Extracts from a box-labeled dataset
---*---
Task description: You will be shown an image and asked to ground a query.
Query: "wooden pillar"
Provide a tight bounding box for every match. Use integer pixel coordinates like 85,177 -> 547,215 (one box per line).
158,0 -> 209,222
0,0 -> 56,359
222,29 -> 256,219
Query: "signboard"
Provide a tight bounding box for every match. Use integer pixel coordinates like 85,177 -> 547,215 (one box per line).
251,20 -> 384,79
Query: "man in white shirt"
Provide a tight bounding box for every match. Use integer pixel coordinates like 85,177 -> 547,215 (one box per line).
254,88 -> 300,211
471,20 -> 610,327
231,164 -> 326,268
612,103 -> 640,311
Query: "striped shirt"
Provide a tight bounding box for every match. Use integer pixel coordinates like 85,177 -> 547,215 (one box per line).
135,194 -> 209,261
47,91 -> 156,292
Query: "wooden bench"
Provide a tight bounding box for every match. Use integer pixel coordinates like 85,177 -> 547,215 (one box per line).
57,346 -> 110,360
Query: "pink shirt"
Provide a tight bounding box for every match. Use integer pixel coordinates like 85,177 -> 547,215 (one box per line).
---*---
**Given exercise**.
Print all of the lines above verbatim, altering nothing.

**Result for this exercise**.
Task description: You will be shown an image and asked to ground a query.
Query: "wooden pillar"
Provide a tight bounding box for every match. Use integer pixel coordinates like 85,177 -> 547,215 (one box per line).
158,0 -> 209,222
0,0 -> 56,359
222,29 -> 256,219
Query: "signboard"
Provide a tight bounding box for every match. Use integer pixel coordinates like 85,177 -> 547,215 (one box per line).
251,20 -> 384,79
Query: "man in white shirt"
Provide a tight bounding box for every match. Use integer pixel coordinates like 85,177 -> 547,215 (one box per line).
254,88 -> 300,211
471,20 -> 610,327
231,164 -> 326,268
612,103 -> 640,311
Query: "striped shirt"
Provide a tight bounding box for every match. Use integer pixel coordinates like 85,177 -> 547,215 (one box per line).
135,194 -> 209,261
47,91 -> 156,292
Query: "wooden bench"
Provide a tight bounding box for every match. Use integer pixel coordinates like 85,177 -> 547,215 (one box per line).
57,346 -> 110,360
Query: "pink shirt"
Provide a tight bounding box for every match. Use integer pixel coordinates like 85,177 -> 547,215 (one box per line).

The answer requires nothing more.